▶ [Text under study]:
——————
Modric was the first player to end the Ballon d'Or duopoly of Cristiano Ronaldo and Lionel Messi when the midfielder won the prize in 2018 – it ended 10 years of domination by the two superstars stretching back to Kaka's win in 2007.
Of course, Messi won it for a record sixth time in 2019, and 2020 saw the award cancelled due to the coronavirus pandemic. It will make a return this year, with a shortlist of 30 candidates having been announced on October 8.
Among them is Benzema, who has elevated himself to another level at Madrid over the past few years, becoming something of a talisman since Ronaldo's 2018 departure for Juventus.
On an individual level, 2021 has arguably been the best year of Benzema's career, with the striker having a hand in 39 goals (28 scored, 11 assisted) across all competitions, a haul bettered by only Kylian Mbappe (43), Erling Haaland (47) and Robert Lewandowski (48) in the top five European leagues.
Benzema has been especially effective at the start of 2021-22, his 17 goal involvements better than anyone in the big five leagues and giving him an average of one every 52.2 minutes – Florian Wirtz (50 mins) and Haaland (50.4 mins) are the only players (at least 270 minutes played) who have been decisive more frequently.
——————
▶ [Input data]:
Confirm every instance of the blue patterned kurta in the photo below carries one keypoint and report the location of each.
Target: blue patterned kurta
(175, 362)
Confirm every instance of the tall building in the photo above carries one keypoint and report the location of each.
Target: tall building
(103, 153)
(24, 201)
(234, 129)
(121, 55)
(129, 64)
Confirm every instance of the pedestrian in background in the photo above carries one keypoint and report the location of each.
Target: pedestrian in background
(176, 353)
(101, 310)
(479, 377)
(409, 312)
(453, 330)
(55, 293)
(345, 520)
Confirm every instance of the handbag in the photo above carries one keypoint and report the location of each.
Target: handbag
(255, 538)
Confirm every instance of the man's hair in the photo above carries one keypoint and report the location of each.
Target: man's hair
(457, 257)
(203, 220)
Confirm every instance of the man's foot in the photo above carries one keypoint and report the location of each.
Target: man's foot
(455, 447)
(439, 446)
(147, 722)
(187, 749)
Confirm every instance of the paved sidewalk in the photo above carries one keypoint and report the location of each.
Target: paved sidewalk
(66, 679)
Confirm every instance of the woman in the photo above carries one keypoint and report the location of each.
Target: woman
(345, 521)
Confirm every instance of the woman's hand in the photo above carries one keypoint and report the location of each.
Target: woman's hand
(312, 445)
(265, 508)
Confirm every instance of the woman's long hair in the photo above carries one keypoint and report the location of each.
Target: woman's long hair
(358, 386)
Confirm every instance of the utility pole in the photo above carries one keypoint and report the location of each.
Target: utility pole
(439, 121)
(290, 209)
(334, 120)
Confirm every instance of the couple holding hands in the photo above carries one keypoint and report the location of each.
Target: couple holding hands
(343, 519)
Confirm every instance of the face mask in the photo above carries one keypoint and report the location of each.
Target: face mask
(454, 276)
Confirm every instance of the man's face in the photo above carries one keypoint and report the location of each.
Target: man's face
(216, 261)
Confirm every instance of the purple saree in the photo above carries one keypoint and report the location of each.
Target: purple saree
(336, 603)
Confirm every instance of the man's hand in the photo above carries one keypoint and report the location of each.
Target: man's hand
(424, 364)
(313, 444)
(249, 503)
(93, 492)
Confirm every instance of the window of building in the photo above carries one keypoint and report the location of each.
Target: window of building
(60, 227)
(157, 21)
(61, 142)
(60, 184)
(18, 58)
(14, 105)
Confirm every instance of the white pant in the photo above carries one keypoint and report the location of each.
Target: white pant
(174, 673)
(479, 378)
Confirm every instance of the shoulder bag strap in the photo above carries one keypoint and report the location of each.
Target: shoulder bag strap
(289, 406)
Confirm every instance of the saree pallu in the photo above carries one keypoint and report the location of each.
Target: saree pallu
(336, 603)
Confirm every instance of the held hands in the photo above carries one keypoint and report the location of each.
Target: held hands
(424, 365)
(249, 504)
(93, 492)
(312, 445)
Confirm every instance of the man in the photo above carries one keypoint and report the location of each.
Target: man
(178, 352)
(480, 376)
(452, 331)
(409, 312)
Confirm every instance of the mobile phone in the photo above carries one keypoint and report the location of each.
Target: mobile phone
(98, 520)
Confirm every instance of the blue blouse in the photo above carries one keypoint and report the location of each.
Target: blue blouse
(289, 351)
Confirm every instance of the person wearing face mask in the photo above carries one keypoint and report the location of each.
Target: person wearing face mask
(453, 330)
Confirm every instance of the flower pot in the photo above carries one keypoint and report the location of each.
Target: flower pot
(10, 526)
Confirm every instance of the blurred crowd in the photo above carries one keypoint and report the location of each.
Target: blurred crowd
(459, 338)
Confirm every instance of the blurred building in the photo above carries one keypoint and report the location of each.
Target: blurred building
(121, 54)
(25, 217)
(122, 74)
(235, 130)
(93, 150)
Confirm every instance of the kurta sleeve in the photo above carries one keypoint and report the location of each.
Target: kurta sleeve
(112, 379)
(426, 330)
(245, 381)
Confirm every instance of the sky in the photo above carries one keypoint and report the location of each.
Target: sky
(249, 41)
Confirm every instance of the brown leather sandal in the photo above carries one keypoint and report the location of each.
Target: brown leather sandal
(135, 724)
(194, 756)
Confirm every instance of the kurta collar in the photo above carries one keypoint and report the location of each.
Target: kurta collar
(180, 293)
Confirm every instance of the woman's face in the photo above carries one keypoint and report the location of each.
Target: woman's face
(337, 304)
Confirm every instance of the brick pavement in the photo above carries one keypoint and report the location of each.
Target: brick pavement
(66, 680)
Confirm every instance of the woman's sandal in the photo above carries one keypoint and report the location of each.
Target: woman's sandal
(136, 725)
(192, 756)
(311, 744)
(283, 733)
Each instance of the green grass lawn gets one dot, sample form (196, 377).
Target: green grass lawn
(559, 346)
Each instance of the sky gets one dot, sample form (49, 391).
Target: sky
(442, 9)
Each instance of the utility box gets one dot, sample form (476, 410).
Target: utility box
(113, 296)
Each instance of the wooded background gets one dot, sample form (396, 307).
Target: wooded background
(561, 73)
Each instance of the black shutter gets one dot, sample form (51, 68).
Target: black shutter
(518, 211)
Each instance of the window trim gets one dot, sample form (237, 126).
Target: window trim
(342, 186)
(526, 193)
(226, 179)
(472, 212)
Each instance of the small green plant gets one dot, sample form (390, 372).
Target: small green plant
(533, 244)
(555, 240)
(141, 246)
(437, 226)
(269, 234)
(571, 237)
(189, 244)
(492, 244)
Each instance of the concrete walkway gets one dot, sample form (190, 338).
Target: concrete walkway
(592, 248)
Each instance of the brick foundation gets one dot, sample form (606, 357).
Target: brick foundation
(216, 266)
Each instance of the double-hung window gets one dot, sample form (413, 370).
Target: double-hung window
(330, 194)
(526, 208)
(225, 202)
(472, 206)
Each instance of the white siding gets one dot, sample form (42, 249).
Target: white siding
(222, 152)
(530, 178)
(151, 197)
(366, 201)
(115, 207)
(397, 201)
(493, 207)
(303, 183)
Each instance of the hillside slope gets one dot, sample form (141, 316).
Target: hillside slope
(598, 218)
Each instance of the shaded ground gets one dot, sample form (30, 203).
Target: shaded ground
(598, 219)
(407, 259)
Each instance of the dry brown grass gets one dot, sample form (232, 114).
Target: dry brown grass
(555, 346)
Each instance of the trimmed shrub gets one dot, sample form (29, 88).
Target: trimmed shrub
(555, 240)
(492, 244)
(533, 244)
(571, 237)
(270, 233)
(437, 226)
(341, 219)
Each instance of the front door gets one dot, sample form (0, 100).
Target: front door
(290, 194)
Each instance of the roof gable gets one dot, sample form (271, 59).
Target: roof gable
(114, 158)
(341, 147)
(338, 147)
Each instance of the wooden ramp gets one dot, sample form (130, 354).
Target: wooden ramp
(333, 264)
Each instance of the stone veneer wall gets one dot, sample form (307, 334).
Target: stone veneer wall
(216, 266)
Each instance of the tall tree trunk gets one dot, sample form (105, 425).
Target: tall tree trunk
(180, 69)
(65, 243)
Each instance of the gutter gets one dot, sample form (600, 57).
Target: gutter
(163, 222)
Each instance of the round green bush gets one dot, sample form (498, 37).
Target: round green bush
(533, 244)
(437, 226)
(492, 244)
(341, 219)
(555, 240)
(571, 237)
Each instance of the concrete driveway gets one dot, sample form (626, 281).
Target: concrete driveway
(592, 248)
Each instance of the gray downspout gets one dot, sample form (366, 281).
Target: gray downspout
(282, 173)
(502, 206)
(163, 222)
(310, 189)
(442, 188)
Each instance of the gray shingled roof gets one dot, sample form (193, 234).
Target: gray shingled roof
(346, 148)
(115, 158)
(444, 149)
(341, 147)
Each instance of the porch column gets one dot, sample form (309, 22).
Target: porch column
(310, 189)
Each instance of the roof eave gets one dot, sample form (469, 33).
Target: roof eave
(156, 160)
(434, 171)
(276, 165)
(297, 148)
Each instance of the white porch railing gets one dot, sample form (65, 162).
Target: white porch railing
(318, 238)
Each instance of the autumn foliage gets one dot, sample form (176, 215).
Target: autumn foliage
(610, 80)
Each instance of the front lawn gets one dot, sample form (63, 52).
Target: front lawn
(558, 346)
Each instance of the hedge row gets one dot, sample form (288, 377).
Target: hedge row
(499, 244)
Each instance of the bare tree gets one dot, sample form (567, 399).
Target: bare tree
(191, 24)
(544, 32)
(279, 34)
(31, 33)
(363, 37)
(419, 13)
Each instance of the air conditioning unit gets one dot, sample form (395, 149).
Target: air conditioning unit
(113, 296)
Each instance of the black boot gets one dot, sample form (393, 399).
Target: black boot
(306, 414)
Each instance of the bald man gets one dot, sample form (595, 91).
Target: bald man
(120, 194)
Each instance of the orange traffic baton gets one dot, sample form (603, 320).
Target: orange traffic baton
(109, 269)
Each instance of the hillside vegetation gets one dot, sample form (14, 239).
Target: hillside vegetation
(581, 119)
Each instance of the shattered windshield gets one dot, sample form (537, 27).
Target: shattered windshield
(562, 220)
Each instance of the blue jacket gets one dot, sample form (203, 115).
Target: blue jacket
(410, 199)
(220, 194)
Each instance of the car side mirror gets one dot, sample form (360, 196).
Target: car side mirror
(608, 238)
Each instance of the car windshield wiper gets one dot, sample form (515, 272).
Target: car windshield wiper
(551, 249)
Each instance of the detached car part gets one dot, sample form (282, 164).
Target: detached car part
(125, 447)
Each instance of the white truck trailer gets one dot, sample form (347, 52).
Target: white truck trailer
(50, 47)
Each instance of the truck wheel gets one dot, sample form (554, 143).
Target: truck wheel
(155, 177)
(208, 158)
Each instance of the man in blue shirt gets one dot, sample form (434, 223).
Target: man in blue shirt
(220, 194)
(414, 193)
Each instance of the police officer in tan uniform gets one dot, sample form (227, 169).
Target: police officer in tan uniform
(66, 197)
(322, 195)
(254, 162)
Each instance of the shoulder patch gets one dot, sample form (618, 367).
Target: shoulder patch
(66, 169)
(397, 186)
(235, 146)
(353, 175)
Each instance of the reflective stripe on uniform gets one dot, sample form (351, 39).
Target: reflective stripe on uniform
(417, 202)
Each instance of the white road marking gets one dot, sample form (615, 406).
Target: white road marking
——————
▶ [Task objective]: Copy out the entire passage on Benzema and the Ballon d'Or word for word. The records have no connection to the passage on Benzema and the Ballon d'Or.

▶ [Result]:
Modric was the first player to end the Ballon d'Or duopoly of Cristiano Ronaldo and Lionel Messi when the midfielder won the prize in 2018 – it ended 10 years of domination by the two superstars stretching back to Kaka's win in 2007.
Of course, Messi won it for a record sixth time in 2019, and 2020 saw the award cancelled due to the coronavirus pandemic. It will make a return this year, with a shortlist of 30 candidates having been announced on October 8.
Among them is Benzema, who has elevated himself to another level at Madrid over the past few years, becoming something of a talisman since Ronaldo's 2018 departure for Juventus.
On an individual level, 2021 has arguably been the best year of Benzema's career, with the striker having a hand in 39 goals (28 scored, 11 assisted) across all competitions, a haul bettered by only Kylian Mbappe (43), Erling Haaland (47) and Robert Lewandowski (48) in the top five European leagues.
Benzema has been especially effective at the start of 2021-22, his 17 goal involvements better than anyone in the big five leagues and giving him an average of one every 52.2 minutes – Florian Wirtz (50 mins) and Haaland (50.4 mins) are the only players (at least 270 minutes played) who have been decisive more frequently.